* _TASK TO COMPLETE_
Working from the records below, return word for word the line that contains "Could you mark every instance of the grassy" and each line after it, ending with the last. Skip all pictures.
◆ ◆ ◆
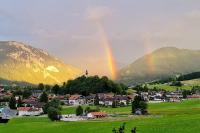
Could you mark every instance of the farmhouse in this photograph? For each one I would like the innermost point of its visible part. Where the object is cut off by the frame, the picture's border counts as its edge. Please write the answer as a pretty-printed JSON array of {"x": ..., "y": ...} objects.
[
  {"x": 96, "y": 115},
  {"x": 29, "y": 111}
]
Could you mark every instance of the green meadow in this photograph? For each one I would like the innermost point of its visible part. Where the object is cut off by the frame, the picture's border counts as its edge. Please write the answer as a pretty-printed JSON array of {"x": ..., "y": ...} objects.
[{"x": 181, "y": 117}]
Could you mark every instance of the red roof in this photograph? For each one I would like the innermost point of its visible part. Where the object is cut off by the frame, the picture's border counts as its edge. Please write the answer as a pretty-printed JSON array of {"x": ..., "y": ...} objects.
[
  {"x": 23, "y": 108},
  {"x": 98, "y": 113},
  {"x": 74, "y": 97},
  {"x": 27, "y": 109}
]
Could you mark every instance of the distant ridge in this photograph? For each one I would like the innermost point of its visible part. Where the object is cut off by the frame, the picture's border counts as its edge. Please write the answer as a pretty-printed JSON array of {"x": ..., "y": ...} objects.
[
  {"x": 161, "y": 64},
  {"x": 22, "y": 63}
]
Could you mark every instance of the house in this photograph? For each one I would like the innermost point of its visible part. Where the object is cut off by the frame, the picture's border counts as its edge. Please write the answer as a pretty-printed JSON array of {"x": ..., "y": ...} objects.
[
  {"x": 90, "y": 99},
  {"x": 194, "y": 96},
  {"x": 29, "y": 111},
  {"x": 77, "y": 100},
  {"x": 94, "y": 115},
  {"x": 64, "y": 99}
]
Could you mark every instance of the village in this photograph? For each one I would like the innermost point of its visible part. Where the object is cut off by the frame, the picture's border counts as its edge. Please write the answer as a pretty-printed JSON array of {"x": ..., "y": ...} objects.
[{"x": 32, "y": 105}]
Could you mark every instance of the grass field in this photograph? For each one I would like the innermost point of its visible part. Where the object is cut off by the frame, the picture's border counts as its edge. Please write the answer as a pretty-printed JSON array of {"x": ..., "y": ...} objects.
[{"x": 165, "y": 118}]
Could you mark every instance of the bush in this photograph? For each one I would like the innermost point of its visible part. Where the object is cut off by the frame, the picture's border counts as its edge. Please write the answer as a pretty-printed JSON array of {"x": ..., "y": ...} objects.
[
  {"x": 139, "y": 103},
  {"x": 79, "y": 111},
  {"x": 54, "y": 114}
]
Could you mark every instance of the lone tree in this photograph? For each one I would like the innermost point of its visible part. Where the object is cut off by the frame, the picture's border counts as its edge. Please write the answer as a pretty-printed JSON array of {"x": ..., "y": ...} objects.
[
  {"x": 96, "y": 100},
  {"x": 139, "y": 103},
  {"x": 79, "y": 111},
  {"x": 54, "y": 114},
  {"x": 41, "y": 86},
  {"x": 12, "y": 103},
  {"x": 53, "y": 103},
  {"x": 19, "y": 102},
  {"x": 44, "y": 97},
  {"x": 56, "y": 89}
]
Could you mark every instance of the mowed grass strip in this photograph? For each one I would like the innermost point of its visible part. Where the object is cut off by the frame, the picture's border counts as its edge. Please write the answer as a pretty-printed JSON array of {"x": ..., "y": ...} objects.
[
  {"x": 181, "y": 117},
  {"x": 166, "y": 108},
  {"x": 174, "y": 124}
]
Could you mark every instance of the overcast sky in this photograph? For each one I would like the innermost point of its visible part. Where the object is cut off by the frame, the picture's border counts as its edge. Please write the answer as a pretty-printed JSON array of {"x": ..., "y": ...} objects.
[{"x": 65, "y": 29}]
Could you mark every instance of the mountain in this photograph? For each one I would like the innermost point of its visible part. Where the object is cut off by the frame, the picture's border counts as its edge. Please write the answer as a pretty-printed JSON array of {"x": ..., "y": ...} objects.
[
  {"x": 160, "y": 64},
  {"x": 23, "y": 63}
]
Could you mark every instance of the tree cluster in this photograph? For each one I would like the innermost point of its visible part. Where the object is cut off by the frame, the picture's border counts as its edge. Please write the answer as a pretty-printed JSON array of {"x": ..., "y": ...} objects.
[
  {"x": 139, "y": 104},
  {"x": 93, "y": 84}
]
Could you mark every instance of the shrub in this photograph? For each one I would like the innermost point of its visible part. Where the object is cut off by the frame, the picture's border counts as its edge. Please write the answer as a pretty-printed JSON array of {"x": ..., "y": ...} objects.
[{"x": 54, "y": 114}]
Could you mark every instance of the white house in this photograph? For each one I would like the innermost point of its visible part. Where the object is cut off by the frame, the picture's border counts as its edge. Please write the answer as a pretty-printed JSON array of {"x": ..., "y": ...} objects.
[
  {"x": 93, "y": 115},
  {"x": 29, "y": 111},
  {"x": 76, "y": 100}
]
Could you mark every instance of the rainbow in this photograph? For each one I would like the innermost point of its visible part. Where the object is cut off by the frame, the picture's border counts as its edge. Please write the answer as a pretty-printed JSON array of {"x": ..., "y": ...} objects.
[
  {"x": 109, "y": 53},
  {"x": 150, "y": 58}
]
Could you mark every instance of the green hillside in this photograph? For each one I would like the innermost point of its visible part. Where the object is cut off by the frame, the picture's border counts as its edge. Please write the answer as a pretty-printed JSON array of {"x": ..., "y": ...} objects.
[{"x": 23, "y": 63}]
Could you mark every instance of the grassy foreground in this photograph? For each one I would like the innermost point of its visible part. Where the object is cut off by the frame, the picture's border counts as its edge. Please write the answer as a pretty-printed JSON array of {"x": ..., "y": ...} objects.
[{"x": 166, "y": 118}]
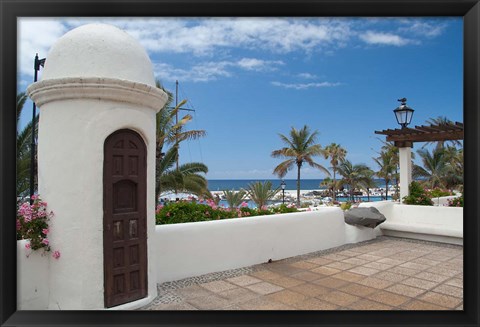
◆ ◆ ◆
* _RESPONSE TO THIS EXERCISE_
Could you mark every instance of the grassy foreground in this photograph? For each one I would like the innermost point of its visible part. Where the object is cut off by the frame, the picture's border counts as its edge. Please write the answer as a pretty-printed JSON array of {"x": ..., "y": ...} objects.
[{"x": 166, "y": 118}]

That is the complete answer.